How to complete this task →
Resume the passage on John Williamson's albums and songs, picking up directly after its final sentence.

In discussing John's wife of the time, the opening track, "Little Girl from the Dryland", describes Mary-Kay and her childhood in Tulloona Bore, south of Boggabilla, from her point of view. "Chandelier of Stars" is a description of the night sky before sunrise. "Bells in a Bushman's Ear" is a tribute to Australia's country music forefathers, and "The Camel Boy" is about the life of indigenous artist, Albert Namatjira, who is Warren H Williams' great uncle. "Keeper of the Stones", which first appeared on Williamson's live album and DVD of 2004, Mates on the Road, was dedicated to indigenous Australians of The Stolen Generation. "Desert Child", another duet with Williams is a bush lullaby for Aboriginal children. Also on Chandelier of Stars is "A Country Balladeer" which is a duet with Chad Morgan, and "Flower on the Water" is a tribute to the victims of the Bali bombings. The first four lines are inspired by words on a photo of a deceased victim: "To hear your voice, to see you smile / To sit and talk to you awhile / To be together the same old way / That would be our greatest wish today". Williamson found the author and started a friendship.

The following November, Williamson released the new song "We Love This Country" on a compilation of the same name with his favourite holiday songs to promote Australian tourism with caravans – it became a jingle for Jayco commercials. He promoted the aforementioned projects of 2005 together with Pixie Jenkins and Warren H Williams as part of their True Blue Reunion Tour. In August 2006, The Platinum Collection, a three-disc set of Williamson's hits from 1970–2005 was released. In September, Williamson was devastated after hearing of the death of fellow wildlife conservationist and friend, Steve Irwin. In reaction to the news, he wrote a tribute tune, "Wildlife Warriors: It's Time". He was evidently emotional while performing both "Home Among the Gum Trees" and "True Blue" at Irwin's memorial service inside the arena of his Australia Zoo Crocoseum. The service was filmed live-to-air and later released on DVD. Wildlife Warriors was additionally released in November 2006 on a compilation album of the same name, along with twelve of Williamson's favourite conservation awareness tracks and his two live performances from Irwin's memorial.

Phrase grounding data
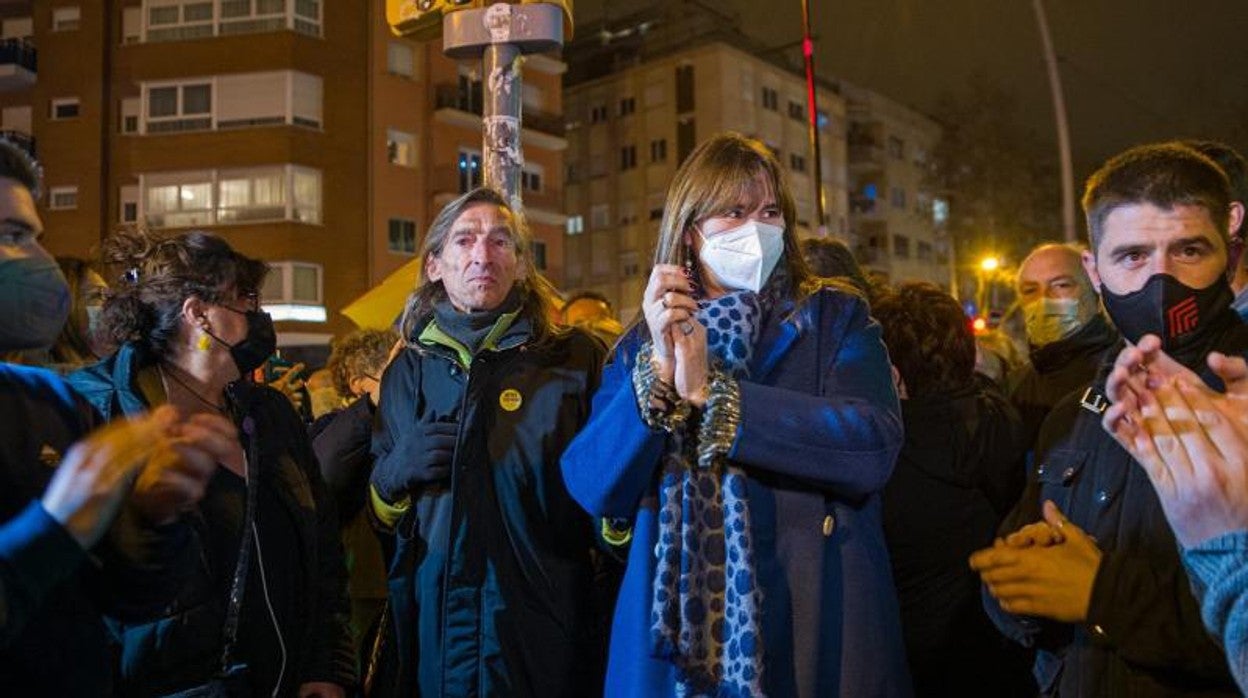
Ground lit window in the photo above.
[589,204,612,230]
[260,261,327,322]
[51,97,79,121]
[47,186,77,211]
[139,165,321,227]
[386,40,416,77]
[52,5,82,31]
[147,82,212,134]
[650,139,668,162]
[386,129,416,167]
[117,185,139,224]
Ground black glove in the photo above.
[369,422,459,503]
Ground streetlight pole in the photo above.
[801,0,827,237]
[1031,0,1076,242]
[442,2,564,210]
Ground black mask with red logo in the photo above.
[1101,273,1234,365]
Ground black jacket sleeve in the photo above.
[278,396,356,688]
[0,502,86,647]
[1087,548,1227,682]
[312,397,374,524]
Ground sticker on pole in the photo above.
[480,2,512,44]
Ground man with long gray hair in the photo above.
[372,189,604,696]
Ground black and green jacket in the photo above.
[372,313,604,697]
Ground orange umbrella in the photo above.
[342,257,421,330]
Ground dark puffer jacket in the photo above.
[70,345,356,696]
[373,321,603,698]
[1010,313,1118,448]
[983,318,1248,698]
[884,378,1036,697]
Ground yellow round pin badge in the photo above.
[498,388,524,412]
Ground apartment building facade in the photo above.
[841,82,952,288]
[0,0,565,345]
[564,14,849,318]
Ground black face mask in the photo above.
[1101,273,1234,355]
[208,306,277,376]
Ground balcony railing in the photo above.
[849,142,885,165]
[0,130,36,157]
[434,84,567,139]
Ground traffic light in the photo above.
[386,0,476,41]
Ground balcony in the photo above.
[0,39,39,92]
[849,141,886,169]
[0,130,37,157]
[433,82,568,150]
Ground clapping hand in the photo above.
[1102,337,1248,547]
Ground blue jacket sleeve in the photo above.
[729,300,902,498]
[1183,531,1248,693]
[560,333,665,518]
[0,502,86,647]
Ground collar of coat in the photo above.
[416,307,530,368]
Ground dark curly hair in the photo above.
[871,281,975,397]
[100,227,268,356]
[0,137,44,201]
[324,330,398,396]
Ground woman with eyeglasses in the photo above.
[70,230,354,698]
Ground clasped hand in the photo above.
[641,265,709,407]
[971,501,1101,623]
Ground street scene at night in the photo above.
[0,0,1248,698]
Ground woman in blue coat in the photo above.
[562,134,910,697]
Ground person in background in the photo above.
[303,367,339,423]
[0,139,233,697]
[310,330,398,646]
[70,230,356,698]
[871,282,1036,697]
[971,142,1248,697]
[801,237,873,302]
[1108,335,1248,692]
[1183,140,1248,318]
[1008,243,1118,447]
[371,189,605,697]
[560,291,624,347]
[563,134,911,698]
[49,257,112,372]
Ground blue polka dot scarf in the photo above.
[650,292,764,697]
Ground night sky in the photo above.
[575,0,1248,179]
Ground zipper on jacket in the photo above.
[438,357,483,694]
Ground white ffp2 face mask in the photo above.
[1022,298,1083,347]
[698,221,784,292]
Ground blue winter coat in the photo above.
[562,288,911,698]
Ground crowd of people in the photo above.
[7,126,1248,698]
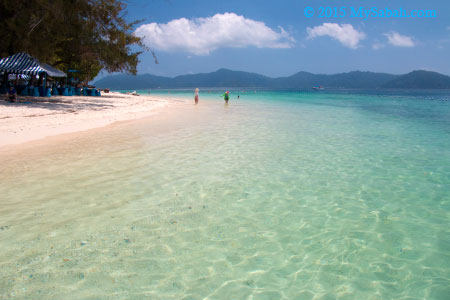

Result below →
At the beginning of 2008 Williamson decided to put together a musical. Based on his music and lyrics, the book by Simon Heath and directed by Bernie Zelvis, Williamson named it Quambatook – The Musical. On 7 February 2008, the musical was premiered at the EVAN Theater in Penrith to positive reviews, making it a major highlight in the history of Australian musical theatre.

The album Hillbilly Road was released in August 2008. The lyrics for the album were inspired by his home in Springbrook. Subsequent singles that followed were "Cydi", "Drink a Little Love", "Australia Is Another Word for Free" as a trio with Williams and Amos Morris, and "Better Than a Picture". "The Joy Is in the Journey" was a special bonus addition to finish the album, previously appearing on the Quambatook Musical soundtrack. The Hillbilly Road album was promoted everywhere around Australia until early the next year when Williams decided to move on and pursue other musical projects, leaving Williamson to perform the rest of the tour solo. At the Country Music Awards of Australia for 2009 he won 'Bush Ballad of the Year' for "Australia Is Another Word for Free", performed by Williamson, Williams and Morris.

By late 2009 Williamson got together with fellow country star Adam Harvey and recorded their cover to Roger Miller's "King of the Road", issued both as a single and on Harvey's duets album Both Sides Now. Williamson then made his Carols By Candlelight debut at the Sidney Myer Music Bowl.

===2010s===
On 26 January (Australia Day) 2010 Williamson released a new Australian anthem called "Island of Oceans" as a duet with Shannon Noll. Williamson released a new double-CD compilation album Absolute Greatest: 40 Years True Blue commemorating this milestone. At a press conference for the album in Tamworth on 21 January hosted by the then Governor-General Quentin Bryce, in his acceptance speech, John expressed his gratitude for the longevity of his career up to that point, in the process thanking his fans, friends and family, including his first wife, Mary-Kay.

On 28 January 2011 Williamson released a recording of a concert with the Sydney Symphony Orchestra at the Sydney Opera House. At the Australian Country Music Awards in Tamworth that same month John presented Jimmy Little with the Lifetime Achievement
Award.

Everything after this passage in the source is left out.